### Set task
Rewrite the stretch of the pawpaw article from "Gail Zlatnik with" through "March 19 and 20.", putting "variety of life" wherever "biodiversity" appears.

### Source
▬▬▬
Turkey Creek Nature Preserve. Saturday, March 19, 9 am-12 pm. Sunday, March 20, 1-4 pm.


Pawpaw seedlings, photograph courtesy of Bur Oak Land Trust.

There aren’t many fruit trees native to Iowa, and as corn and soybean replaced native plants throughout the state, even fewer remained in the wild. But the pawpaw tree is making a comeback.

Pawpaw trees are small with large, tapered leaves. It’s part of the custard-apple family, and its yellow-green, potato-shaped fruit tastes like a cross of mangos and bananas, with a creamy sweet texture. They’re also the largest edible fruit indigenous to the United States.

Jason Taylor first heard of the native fruit when he was a student at the University of Iowa, from a professor who grew pawpaws in his backyard.  Taylor is the executive director of Bur Oak Land Trust, an Iowa City-based non-profit that works to protect over 900 acres of land in the state and help restore Iowa’s lost biodiversity.

“Iowa is one of the most altered states, if not the most altered state in the country,” he said.

“We weren’t really a wooded state, mostly a prairie state. The vast majority of that, you know, almost 99 percent of prairie is gone, and it was replaced by row crop. We had these amazing tracks of land that were home to thousands of species, and we’ve now converted it to a system, an economy.”

Pawpaws aren’t popular in grocery stores, since they have a short shelf life of two to three days at room temperature, or three weeks when refrigerated. As the pawpaw trees vanished behind cornfields, so too did species that depended on them, like the zebra swallowtail butterfly, whose caterpillars feed on the pawpaw leaves.

Bur Oak is holding its second annual Foster a Pawpaw project to bring back the pawpaws and butterflies. Starting March 12, people can foster a crate of nine potted pawpaw seeds for $30, and care for until the fall. Bur Oak will overwinter the seedlings while they’re dormant, and plant them in the spring.

Gail Zlatnik with her pawpaw seedlings. Photograph courtesy of Bur Oak Land Trust.

“We were, you know, trying to think of ways to improve the biodiversity of the properties that Bur Oak Land Trust owns and manages,” Taylor said. “The pawpaws as well as this native butterfly should be on our properties because they used to be here.”

It takes approximately a year before pawpaws are ready to spread their roots. In 2021, the program had 75 fosters who raised 800 pawpaw plants 600 of which survived. People can volunteer to help plant those 600 pawpaw seedlings at the Turkey Creek Nature Preserve on March 19 and 20.

The program has already attracted some zebra swallowtails, Taylor said, and last year marked the first sighting of the zebra swallowtail butterfly in Iowa City.

“I saw one in my yard because I was fostering about 100 pawpaws,” he said. “It’s working. It’s going to work. We know that this species is going to come back … It gives these butterflies a fighting chance.”

Wild pawpaw trees grow in southwest and southeast Iowa. They prefer wet areas with some shade and some sunlight.

“They don’t grow just in the middle of a field, for instance. It needs to be fairly wet, and so we want to have them by a creek,” Taylor.
▬▬▬
### Provided information
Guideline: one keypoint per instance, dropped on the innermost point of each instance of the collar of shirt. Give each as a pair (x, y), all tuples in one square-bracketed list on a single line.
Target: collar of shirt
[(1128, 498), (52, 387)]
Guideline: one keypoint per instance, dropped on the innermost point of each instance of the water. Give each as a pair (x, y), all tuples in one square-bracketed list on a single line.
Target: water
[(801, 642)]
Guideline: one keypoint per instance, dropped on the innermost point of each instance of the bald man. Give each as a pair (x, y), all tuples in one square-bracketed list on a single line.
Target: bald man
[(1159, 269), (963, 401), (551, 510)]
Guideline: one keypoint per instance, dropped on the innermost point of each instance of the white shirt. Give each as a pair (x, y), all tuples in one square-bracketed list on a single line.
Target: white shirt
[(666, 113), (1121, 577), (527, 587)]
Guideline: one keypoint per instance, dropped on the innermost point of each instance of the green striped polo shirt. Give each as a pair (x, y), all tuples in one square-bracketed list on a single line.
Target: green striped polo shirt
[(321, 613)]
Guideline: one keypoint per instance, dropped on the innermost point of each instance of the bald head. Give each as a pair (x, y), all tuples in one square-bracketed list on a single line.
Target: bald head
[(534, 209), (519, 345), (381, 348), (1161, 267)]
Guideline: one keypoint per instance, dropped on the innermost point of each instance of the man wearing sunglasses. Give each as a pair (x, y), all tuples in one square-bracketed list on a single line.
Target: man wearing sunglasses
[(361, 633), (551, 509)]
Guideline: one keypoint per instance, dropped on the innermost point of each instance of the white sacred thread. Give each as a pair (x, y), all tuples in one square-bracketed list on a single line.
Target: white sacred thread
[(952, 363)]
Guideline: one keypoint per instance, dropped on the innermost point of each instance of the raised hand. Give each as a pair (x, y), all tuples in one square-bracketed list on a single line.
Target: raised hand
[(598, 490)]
▬▬▬
### Task result
Gail Zlatnik with her pawpaw seedlings. Photograph courtesy of Bur Oak Land Trust.

“We were, you know, trying to think of ways to improve the variety of life of the properties that Bur Oak Land Trust owns and manages,” Taylor said. “The pawpaws as well as this native butterfly should be on our properties because they used to be here.”

It takes approximately a year before pawpaws are ready to spread their roots. In 2021, the program had 75 fosters who raised 800 pawpaw plants 600 of which survived. People can volunteer to help plant those 600 pawpaw seedlings at the Turkey Creek Nature Preserve on March 19 and 20.